**Text**
____
DVD Watch: 'Mystery Science Theater 3000: The Movie'

The TV show that spoofed cinema, then became a movie, comes home

Mystery Science Theater 3000: The Movie: They talk through the film, so you don't have to.
Mystery Science Theater 3000: The Movie: They talk through the film, so you don't have to.

If science and civilization has proven one thing, it's that people shouldn't talk during films. Especially if they're talking over people who are actually being paid to talk over movies. And thus, Mystery Science Theater 3000: The Movie.

For college kids, genre fans and stoners of a certain era, this was one of the truly great timewaster cult shows. A guy is stuck on a space station and forced to watch crappy movies as part of an insane plan by a mad scientist to take over the world. So the token human builds three robots to keep him company and trash these terrible movies: The doting Gypsy, the metaphorically empty-headed Crow T. Robot, and the literally empty-headed Tom Servo.

You have to remember, MST3K was basically doing DVD commentaries before DVD commentaries were a thing. The first show was in 1990, so this was basically just a bunch of guys goofing around over a film. Somehow, it ran for 11 seasons, starting on Minneapolis' KTMA-TV, bouncing through Comedy Central and the Sci Fi Channel.

MST3k: The Movie is arguably an oddity within the show, a low-budget theatrical adaptation of a TV show with a theatrical side business. Considering Shout! Factory is steadily releasing the entire show in four disc box sets (27 and counting), obviously completists will want the movie, and it's not a bad jumping-on point to the series for newcomers. That said, it's not the best, in part because This Island Earth is not the right film for the MSTing process. Evil instigator Dr. Forester calls it "a stink burger" and it's always annoyed fans of the series that This Island Earth is probably the best film that MST:3k every lampooned. Even the cast admit that it's not the best pick. Face it, this is no Manos: the Hands of Fate. In fact, it's arguably a minor classic, a warning letter about the atomic age.

Dr. Cal Meacham (the lantern-jawed and implausibly-named Rex Reason) and Dr. Ruth Adams (future Italian low-budget horror regular Faith Domergue), find themselves briefly caught in the interstellar war between two alien races: The highly cerebral/hydrocephalic Metalunans and the unseen Zagons. Actually, after two acts of science and engineering talk, they finally hitch a ride to Metaluna for 20 minutes of mild peril. Then Metaluna explodes and they go home. It's not Universal's best post-Boris Karloff horror, but the monstrous mutants of Metaluna have become iconic, with their exposed brains and pincer hands.

This release (bizarrely, considering the low-quality of the original film print and the MST3k remix, a Blu-ray/DVD combo pack) includes mix of contemporary and modern extras, mostly explaining why the team made the jump from TV to the big screen. Plus there's a great explanation of how close the team came to making an actual big budget film, rather than just the TV version writ (a little) large(r).
____
**Entries**

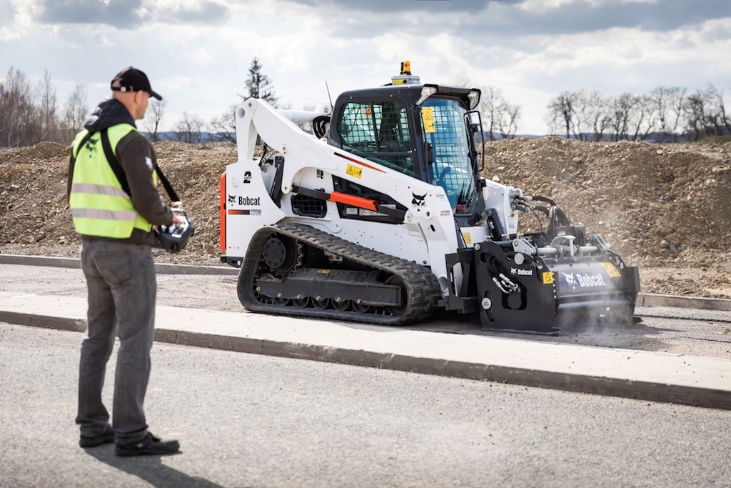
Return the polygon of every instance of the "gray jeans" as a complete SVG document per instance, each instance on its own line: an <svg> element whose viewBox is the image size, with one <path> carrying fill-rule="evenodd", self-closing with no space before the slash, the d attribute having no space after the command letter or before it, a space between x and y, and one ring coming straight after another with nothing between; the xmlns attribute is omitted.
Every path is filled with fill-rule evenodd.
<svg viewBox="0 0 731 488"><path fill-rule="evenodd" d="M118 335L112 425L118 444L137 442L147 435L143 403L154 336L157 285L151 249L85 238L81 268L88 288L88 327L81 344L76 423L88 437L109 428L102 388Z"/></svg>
____
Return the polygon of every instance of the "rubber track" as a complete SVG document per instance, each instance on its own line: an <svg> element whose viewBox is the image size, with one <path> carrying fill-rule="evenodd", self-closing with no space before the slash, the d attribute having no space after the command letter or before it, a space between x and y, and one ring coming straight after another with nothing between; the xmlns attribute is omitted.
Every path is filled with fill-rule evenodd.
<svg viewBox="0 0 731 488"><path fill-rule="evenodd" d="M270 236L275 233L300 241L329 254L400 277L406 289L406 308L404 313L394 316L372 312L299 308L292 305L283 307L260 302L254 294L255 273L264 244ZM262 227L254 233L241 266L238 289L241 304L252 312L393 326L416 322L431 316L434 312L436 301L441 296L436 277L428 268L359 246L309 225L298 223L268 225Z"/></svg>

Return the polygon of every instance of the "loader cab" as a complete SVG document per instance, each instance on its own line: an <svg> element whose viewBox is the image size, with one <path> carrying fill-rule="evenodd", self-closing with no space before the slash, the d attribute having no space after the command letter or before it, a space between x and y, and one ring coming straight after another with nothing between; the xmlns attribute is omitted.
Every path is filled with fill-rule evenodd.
____
**Written problem 1**
According to the MST3K movie review, which film do the cast and robots mock in the movie?
**Written problem 2**
In the MST3K movie review, reproduce word for word the part that opens with "This release (bizarrely, considering" and closes with "(a little) large(r).".
**Written problem 3**
Pick up the MST3K movie review after its last sentence and keep writing it.

**Output 1**
This Island Earth

**Output 2**
This release (bizarrely, considering the low-quality of the original film print and the MST3k remix, a Blu-ray/DVD combo pack) includes mix of contemporary and modern extras, mostly explaining why the team made the jump from TV to the big screen. Plus there's a great explanation of how close the team came to making an actual big budget film, rather than just the TV version writ (a little) large(r).

**Output 3**
Actually, This Island Earth and MST3K: The Movie have a lot in common. Both were kind of screwed by studio interference (cinema historians will want to watch This Island Earth: 2 1/2 Years in the Making, a splendid making-of doc included here that explain exactly how ill-served director Joseph Newman was in his quest to make a significant, big-budget cerebral sci-fi flick) and both are shorter than they should be. For some unknowable reason, the MSTed version of the film, even with framing scenes and some ridiculous antics on the bridge of the Satellite of Love, is shorter than the original. There's some deleted scenes – or rather, longer versions of what made the final print – that were mysteriously excised, and some low-budget action sequences that hint at the bigger vision that never happened.

It's a strange loop, having MST3K's Muppet Show-level production standards make the transfer to the big screen – and now back to the small screen – with exactly the same sense of dry, snide humor. Of course, some of the jokes are more than a little dated: There's a sequence about killing the Hubble Society, plus Prince gags and a zinger about Patriot Missiles that anchor this clearly in the mid-90s. The extras, especially The Motion Picture Odyssey, suggests that the guys probably ended up regretting getting on board with Universal (Kevin Murphy's fury about having to dump an awesome Bootsy Collins gag is still palpable, 17 years later.)

But yeah, it's still funny. And if you think this kind of yakkity-yak movie comedy began with RiffTrax or Master Pancake, then it's time to set your film abuse history straight.


Mystery Science Theater 3000: The Movie is out now from Shout! Factory. Also available this week:

The Iceman (Millenium) Michael Shannon re-enacts the murderous ways of New Jersey hitman Richard 'Iceman' Kuklinski (read our review here.)

The Lords of Salem (Anchor Bay) Rob Zombie goes giallo for this throwback supernatural horror (read our review here, plus catch up with our interviews with Zombie and his stars, Sheri Moon Zombie and Jeff Daniel Phillips.)

Now You See Me (Summit) Jesse Eisenberg, Mark Ruffalo and Morgan Freeman all slumming it with a heist flick, this time with added prestidigitation, but it falls short of being Houdini's 11 (read our review here.)

From Up On Poppy Hill (Cinedigm) Animating his father Hayao's script, director Goro Miyazaki uses high school loyalty as a metaphor for Japan's post-wat reconstruction (read our review here.)

Sharknado (The Asylum) Sharks. In a tornado. Aimed at Tara Reid. End result: The SyFy channel managed a break-out hit. Indie film makers, officially time to despair.

Cockney vs Zombies (Shout!) Like Sharknado, it does exactly what it says on the cover (read our review here, and our interview with director Matthias Hoene and writer James Moran here.)

Evocateur: The Morton Downey Jr Movie (Magnolia) The rise and fall of one of the great/worst controversialists of TV talk shows.

Empire State (Lions Gate) Liam Hemsworth and the Rock flex at each other in this by-the-numbers heist flick.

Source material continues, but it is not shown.